━━━ Data extract
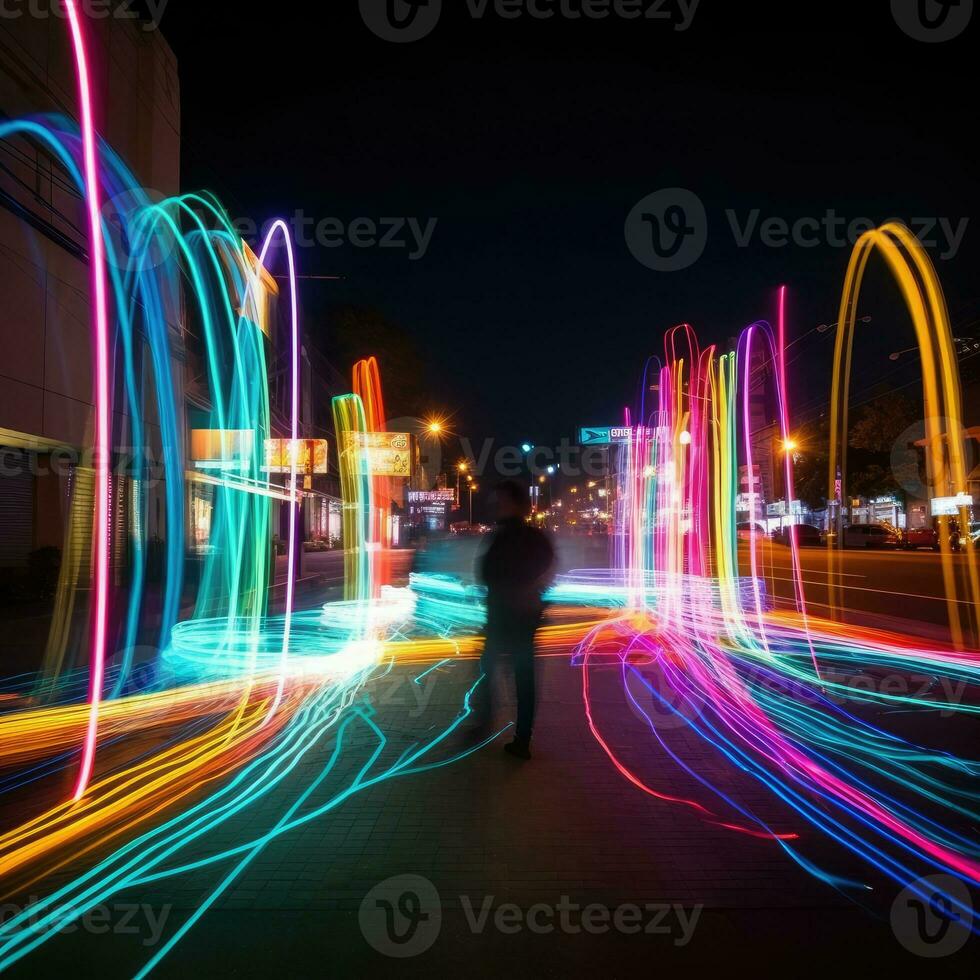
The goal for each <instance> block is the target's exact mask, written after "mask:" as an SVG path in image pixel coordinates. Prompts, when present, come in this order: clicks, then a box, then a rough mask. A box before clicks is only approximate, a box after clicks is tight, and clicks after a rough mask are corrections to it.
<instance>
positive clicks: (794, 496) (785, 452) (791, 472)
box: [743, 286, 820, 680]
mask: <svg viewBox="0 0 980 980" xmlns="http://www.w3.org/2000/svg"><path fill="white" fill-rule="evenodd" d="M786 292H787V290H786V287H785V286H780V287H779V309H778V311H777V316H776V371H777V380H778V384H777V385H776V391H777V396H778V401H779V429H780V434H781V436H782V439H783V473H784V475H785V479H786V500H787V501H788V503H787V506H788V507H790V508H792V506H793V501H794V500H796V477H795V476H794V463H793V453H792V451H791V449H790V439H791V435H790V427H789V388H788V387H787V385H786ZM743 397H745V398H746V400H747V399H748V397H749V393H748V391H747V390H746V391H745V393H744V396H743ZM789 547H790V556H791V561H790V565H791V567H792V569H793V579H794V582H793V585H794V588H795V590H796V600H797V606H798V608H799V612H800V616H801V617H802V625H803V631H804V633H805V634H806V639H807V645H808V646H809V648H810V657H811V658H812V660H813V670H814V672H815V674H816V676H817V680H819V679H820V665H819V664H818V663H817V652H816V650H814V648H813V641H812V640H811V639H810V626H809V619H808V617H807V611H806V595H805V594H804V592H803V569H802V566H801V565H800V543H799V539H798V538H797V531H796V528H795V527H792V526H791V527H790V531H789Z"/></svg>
━━━━━━
━━━ Data extract
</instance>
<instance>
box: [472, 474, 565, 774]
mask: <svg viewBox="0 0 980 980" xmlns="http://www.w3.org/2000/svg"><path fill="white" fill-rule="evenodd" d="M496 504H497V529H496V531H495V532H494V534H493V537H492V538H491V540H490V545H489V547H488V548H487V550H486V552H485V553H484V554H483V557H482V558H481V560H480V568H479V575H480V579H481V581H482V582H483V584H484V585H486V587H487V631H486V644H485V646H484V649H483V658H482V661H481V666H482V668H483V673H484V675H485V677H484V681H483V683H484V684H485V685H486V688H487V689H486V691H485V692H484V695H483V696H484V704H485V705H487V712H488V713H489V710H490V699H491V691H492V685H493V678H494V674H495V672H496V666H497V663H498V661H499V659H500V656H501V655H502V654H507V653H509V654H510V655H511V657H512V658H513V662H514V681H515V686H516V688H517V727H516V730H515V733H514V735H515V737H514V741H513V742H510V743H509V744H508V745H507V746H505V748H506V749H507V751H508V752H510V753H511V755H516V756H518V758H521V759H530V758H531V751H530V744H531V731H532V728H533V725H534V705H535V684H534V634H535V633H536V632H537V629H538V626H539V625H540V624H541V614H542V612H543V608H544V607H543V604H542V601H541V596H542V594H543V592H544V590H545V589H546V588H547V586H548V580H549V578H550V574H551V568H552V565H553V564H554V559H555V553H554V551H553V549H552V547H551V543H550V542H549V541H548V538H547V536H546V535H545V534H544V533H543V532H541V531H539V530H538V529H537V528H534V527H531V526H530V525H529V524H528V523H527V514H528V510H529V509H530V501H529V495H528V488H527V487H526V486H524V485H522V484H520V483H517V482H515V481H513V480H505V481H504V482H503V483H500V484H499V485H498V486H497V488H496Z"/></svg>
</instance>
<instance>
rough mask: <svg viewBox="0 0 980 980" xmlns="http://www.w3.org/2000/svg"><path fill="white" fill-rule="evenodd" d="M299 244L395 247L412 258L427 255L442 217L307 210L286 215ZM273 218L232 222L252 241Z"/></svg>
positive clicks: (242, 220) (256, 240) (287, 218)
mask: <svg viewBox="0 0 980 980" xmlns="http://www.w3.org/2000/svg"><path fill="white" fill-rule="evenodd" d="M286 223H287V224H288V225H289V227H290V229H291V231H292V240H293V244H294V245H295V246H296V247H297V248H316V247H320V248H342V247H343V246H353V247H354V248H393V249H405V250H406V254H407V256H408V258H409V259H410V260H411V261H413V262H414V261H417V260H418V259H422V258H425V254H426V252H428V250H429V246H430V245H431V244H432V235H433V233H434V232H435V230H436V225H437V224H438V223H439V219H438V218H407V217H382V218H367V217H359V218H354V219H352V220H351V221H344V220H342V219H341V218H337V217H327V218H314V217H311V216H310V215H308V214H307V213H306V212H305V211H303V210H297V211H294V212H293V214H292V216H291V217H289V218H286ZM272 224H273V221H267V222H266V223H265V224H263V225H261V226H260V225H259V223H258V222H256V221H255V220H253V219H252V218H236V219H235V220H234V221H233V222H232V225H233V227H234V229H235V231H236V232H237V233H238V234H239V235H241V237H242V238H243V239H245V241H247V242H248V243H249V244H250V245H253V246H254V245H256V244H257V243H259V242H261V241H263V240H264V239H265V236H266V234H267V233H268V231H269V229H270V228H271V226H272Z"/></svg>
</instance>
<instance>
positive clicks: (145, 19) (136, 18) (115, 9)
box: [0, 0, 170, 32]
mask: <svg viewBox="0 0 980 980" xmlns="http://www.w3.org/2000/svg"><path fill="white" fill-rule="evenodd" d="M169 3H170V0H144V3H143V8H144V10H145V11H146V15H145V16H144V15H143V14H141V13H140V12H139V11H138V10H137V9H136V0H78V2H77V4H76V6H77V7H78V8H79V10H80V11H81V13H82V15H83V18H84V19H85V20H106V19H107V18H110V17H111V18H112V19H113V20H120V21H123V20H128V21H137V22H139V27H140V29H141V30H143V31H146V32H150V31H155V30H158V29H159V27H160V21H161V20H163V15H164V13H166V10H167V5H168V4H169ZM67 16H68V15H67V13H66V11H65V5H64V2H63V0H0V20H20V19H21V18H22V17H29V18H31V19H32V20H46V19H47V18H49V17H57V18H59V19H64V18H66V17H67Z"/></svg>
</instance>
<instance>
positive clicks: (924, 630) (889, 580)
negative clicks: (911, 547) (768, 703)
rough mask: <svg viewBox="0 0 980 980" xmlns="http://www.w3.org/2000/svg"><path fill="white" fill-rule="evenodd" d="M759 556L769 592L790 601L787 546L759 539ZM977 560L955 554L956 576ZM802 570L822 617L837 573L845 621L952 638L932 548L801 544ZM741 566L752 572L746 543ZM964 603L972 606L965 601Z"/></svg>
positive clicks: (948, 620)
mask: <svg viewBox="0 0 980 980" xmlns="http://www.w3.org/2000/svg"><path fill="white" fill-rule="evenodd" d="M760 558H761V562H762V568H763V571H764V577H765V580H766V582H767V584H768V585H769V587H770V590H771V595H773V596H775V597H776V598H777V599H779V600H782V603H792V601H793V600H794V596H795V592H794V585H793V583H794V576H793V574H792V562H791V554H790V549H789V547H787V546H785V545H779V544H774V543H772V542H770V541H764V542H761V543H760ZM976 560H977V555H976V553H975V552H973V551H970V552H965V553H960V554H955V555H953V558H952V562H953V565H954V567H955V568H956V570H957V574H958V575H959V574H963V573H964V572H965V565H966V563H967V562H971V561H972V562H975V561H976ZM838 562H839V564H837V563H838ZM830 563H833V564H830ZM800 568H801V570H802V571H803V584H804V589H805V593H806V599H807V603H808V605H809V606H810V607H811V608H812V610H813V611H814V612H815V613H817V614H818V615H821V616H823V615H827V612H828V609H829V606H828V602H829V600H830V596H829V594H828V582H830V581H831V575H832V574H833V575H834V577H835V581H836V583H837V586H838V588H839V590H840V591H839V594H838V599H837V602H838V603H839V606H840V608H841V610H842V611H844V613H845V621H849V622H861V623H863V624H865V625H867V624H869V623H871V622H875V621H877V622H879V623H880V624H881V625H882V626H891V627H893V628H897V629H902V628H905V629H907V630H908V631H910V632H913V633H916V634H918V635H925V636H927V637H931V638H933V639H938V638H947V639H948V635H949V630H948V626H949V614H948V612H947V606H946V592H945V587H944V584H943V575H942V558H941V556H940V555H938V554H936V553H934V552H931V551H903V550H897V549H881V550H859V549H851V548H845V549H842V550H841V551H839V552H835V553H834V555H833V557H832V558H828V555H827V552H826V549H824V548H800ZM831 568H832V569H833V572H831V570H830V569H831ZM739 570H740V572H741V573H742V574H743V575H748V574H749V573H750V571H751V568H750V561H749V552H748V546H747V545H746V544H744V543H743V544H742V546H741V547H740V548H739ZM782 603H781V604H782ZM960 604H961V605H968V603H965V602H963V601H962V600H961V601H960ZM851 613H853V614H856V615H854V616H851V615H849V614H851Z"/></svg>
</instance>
━━━━━━
== What you should do ==
Please rewrite the lines from the one that has "The goal for" through the one that has "box: [743, 286, 820, 680]", changing "positive clicks" to "foreground clicks" and keeping everything else the same. Return only those lines.

== The answer ==
The goal for each <instance> block is the target's exact mask, written after "mask:" as an SVG path in image pixel coordinates. Prompts, when present, come in this order: clicks, then a box, then a rough mask. A box before clicks is only approximate, a box after clicks is tight, and clicks after a rough mask are corrections to it.
<instance>
foreground clicks: (794, 496) (785, 452) (791, 472)
box: [743, 286, 820, 680]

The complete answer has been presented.